● Goal: Please reproduce all of the following material word for word, omitting the pictures.

(Point labeling data from photos)
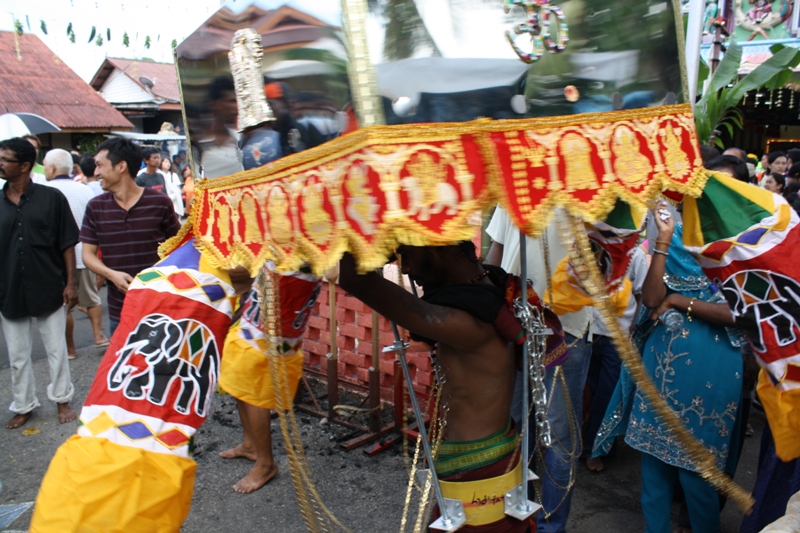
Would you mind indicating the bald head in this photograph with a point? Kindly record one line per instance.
(57, 162)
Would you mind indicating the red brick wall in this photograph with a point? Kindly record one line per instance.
(354, 342)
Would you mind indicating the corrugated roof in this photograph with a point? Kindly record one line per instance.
(41, 83)
(163, 75)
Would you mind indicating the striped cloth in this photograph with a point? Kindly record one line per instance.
(128, 239)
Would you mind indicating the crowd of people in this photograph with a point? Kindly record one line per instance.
(61, 237)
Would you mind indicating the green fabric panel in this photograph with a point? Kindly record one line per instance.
(725, 213)
(620, 217)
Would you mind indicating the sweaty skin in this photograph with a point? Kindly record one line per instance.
(478, 364)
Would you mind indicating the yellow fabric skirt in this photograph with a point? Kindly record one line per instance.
(246, 373)
(96, 486)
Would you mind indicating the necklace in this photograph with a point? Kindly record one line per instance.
(480, 276)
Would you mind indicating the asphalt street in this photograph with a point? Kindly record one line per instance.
(366, 494)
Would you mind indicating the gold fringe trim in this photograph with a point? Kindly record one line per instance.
(591, 278)
(292, 211)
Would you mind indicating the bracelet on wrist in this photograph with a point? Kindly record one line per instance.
(689, 309)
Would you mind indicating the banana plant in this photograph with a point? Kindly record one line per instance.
(716, 109)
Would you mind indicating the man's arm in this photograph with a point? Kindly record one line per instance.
(71, 290)
(121, 280)
(451, 326)
(495, 255)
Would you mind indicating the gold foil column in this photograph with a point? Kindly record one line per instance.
(366, 98)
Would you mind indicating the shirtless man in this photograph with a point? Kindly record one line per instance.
(478, 363)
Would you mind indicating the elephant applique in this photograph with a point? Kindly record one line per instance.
(764, 301)
(162, 353)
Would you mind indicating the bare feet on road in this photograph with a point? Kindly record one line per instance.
(17, 421)
(239, 451)
(255, 479)
(65, 413)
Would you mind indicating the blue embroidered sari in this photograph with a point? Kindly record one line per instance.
(696, 366)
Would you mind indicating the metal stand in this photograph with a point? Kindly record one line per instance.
(452, 511)
(516, 502)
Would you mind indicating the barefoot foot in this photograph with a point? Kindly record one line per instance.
(239, 451)
(256, 478)
(595, 464)
(18, 420)
(65, 413)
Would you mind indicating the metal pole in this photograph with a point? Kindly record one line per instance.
(447, 522)
(526, 386)
(333, 357)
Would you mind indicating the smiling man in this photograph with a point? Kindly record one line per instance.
(127, 222)
(37, 279)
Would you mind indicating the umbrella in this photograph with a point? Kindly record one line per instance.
(36, 123)
(18, 124)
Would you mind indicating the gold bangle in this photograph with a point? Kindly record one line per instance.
(689, 309)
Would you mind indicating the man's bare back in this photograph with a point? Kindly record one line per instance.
(477, 363)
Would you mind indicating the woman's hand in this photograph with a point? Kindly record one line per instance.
(664, 221)
(672, 301)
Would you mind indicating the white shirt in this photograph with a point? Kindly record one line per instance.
(503, 231)
(78, 196)
(637, 271)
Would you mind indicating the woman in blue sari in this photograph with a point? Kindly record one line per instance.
(696, 365)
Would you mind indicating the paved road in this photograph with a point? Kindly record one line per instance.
(366, 493)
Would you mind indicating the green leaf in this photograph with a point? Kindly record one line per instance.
(727, 70)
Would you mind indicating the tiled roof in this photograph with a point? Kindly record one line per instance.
(37, 81)
(162, 74)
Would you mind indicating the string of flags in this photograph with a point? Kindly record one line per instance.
(94, 35)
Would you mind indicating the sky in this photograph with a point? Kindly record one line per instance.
(162, 20)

● Output of the exercise:
Would you mind indicating the bald head in this photograph with a point? Kindly record one line per instance.
(57, 162)
Would you mind indicating the red brick wall in this photograph with a point? Kindly record one line per instance.
(354, 342)
Would you mind indicating the corrugated roof in this photograph with a point? Kindly record one line per instance.
(41, 83)
(163, 75)
Would you mind indicating the striped cloth in this photograph with a point? Kindly record one line per instance.
(128, 239)
Would you mind indicating the crowd of people in this photograph with a point? Kindly record one line per instance.
(61, 237)
Would you mind indicating the green fabric panel in this photograph with a point? Kindly record one line per instance.
(725, 213)
(620, 217)
Would you mind indicating the sweaty skin in this photograph with a point? Kindly record one line per instance.
(478, 364)
Would you mind indicating the yellow fabric skirt in this photograph with a point? Kindly record one line per instance.
(246, 373)
(96, 486)
Would you mind indicating the necklace in this photograph with a point? Kindly record one line per instance.
(480, 276)
Would you mind indicating the asphalt street in this photograph with a point? Kindly record one line per instance.
(366, 494)
Would you mind indicating the gold fringe trim in this photograph with a point? Kindly record one line per instance.
(591, 278)
(292, 211)
Would you mind indicating the bracelet on wrist in this photograph with a point? Kindly record one line per instance.
(689, 309)
Would you mind indicating the banana plant in this photograph with a point? Kindly record one line per instance.
(716, 109)
Would you mind indicating the man's arm in this photograph with a point? Kindly record one line per instance.
(71, 290)
(121, 280)
(451, 326)
(495, 255)
Would you mind indicating the gold foil column in this photograph with a point? Kindly record one line per instance.
(366, 98)
Would you mind indicating the shirtless man in this photograph with a point? Kindly record one line per instance.
(478, 363)
Would you mind indicating the elephant applique in this photograph with a point? Kindly record one line per instance.
(764, 301)
(162, 353)
Would you mind indicating the bare feet on road in this photograph with a point? Kindly record one line per instance.
(17, 421)
(239, 451)
(255, 479)
(65, 413)
Would you mind indicating the blue embroidered sari in this photograph with a point? Kindly record one line per instance.
(696, 366)
Would you mind indicating the metal stand in this photograph with a point? Kindly record one line per instance.
(452, 511)
(516, 502)
Would you mind indicating the barefoot foot in this photograph with a point? Kindly record one line per instance.
(239, 451)
(256, 478)
(595, 464)
(18, 420)
(65, 413)
Would you mind indicating the metal pole in this photograph with a point? Kindly record one line per instance.
(447, 522)
(526, 386)
(333, 357)
Would you mind indicating the smiling man in this photograph with a point? Kindly record one line per instance.
(127, 222)
(37, 279)
Would you mind indicating the umbrella in this photograph with a point? Kindly record one line per instance.
(36, 123)
(18, 124)
Would you mind indicating the gold bangle in this photograph with a point? Kindly record one line per instance.
(689, 309)
Would you mind indicating the man's bare back in this photograph with a point? Kindly record one line per instance.
(477, 363)
Would you mind indicating the woman's hand in this photograph with a point? Kindly record one line per instance.
(664, 221)
(672, 301)
Would you mind indicating the white shirt in this photograph with a point? Kindly record one line per instance.
(503, 231)
(78, 196)
(637, 271)
Would you mind indicating the woman in blue sari in this photograph with a point? Kindly record one line per instance.
(696, 365)
Would you mind indicating the paved road in this photograph with a point? Kindly record one line per instance.
(366, 493)
Would you mind indicating the green leaf in this photograph with a point? Kindly record one line per instance.
(727, 70)
Would you mind indicating the tiled roof in this photograph with a point? Kindly record one line per instance.
(37, 81)
(162, 74)
Would you mind indicating the string of flags in this photograph with a point? Kindly record one line per instance.
(94, 35)
Would you mind indicating the sky in this photograph with a point? Kindly record one line per instance.
(162, 20)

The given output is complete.